[[ The data open ]]

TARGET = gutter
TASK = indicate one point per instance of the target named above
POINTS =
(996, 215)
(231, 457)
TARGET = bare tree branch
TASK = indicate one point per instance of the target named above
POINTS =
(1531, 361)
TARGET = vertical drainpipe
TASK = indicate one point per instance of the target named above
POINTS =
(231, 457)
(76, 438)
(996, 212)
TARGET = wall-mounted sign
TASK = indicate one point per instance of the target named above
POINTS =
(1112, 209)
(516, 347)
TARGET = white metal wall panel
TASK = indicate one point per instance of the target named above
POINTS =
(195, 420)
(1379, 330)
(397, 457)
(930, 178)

[[ The data closed ]]

For this exercise, output the entries above exactly as written.

TARGET = gutter
TASK = indicate one point per instance of the target named above
POINTS =
(996, 215)
(231, 457)
TARGET = bare tree branch
TASK = indicate one point per instance of the target named above
POINTS =
(1531, 361)
TARGET = vertical drainpipe
TASK = indicate one point per instance of the target named above
POINTS =
(231, 457)
(76, 438)
(996, 212)
TARGET = wall-mounted sign
TASK = indicate one point per instance of the target named above
POINTS =
(1112, 209)
(516, 347)
TARGET = white metal wall panel
TASK = indicate one point per instance of the target named above
POINTS =
(195, 420)
(1379, 330)
(397, 457)
(930, 178)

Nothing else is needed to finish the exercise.